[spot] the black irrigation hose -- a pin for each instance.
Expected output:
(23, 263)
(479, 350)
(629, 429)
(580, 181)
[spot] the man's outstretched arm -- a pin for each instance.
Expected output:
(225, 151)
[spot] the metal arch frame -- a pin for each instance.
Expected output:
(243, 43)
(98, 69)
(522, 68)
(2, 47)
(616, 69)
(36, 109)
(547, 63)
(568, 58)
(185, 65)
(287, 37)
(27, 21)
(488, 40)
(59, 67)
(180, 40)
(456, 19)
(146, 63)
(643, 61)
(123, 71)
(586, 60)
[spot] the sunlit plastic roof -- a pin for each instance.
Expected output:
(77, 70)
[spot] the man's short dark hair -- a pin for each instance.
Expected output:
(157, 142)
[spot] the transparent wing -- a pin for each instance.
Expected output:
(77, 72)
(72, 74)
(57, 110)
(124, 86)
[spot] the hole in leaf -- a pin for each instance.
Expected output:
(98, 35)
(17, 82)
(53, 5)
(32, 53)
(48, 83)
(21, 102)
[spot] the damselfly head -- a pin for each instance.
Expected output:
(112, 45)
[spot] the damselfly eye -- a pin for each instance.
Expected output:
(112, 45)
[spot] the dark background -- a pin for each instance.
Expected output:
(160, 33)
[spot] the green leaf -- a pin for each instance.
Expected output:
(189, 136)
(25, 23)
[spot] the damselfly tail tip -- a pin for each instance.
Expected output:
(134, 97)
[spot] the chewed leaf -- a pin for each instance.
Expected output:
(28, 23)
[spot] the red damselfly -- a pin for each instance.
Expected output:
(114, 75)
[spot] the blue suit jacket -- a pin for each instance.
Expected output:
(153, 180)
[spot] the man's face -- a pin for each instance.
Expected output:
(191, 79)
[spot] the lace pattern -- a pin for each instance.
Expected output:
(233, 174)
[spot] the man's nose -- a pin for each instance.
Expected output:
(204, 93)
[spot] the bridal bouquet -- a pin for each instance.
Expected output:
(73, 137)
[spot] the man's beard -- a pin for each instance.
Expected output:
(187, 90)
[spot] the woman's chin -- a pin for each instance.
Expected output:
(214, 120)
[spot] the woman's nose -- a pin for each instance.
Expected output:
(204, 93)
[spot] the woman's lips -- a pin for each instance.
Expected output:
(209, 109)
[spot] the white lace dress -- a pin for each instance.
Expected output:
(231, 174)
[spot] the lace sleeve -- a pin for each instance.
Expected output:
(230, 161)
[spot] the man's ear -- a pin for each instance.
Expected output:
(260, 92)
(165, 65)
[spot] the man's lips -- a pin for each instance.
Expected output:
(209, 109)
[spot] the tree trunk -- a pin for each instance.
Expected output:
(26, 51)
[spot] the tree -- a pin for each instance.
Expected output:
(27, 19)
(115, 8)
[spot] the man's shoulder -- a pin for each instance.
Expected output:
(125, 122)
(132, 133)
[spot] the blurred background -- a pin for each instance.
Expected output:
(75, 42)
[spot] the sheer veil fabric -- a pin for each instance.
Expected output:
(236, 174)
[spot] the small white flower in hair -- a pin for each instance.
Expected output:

◇ ◇ ◇

Where does the string "lips" occur in the listing above? Return every line that contains it.

#### Task output:
[spot] the woman's lips -- a pin for each instance.
[spot] the man's lips -- a pin for each instance.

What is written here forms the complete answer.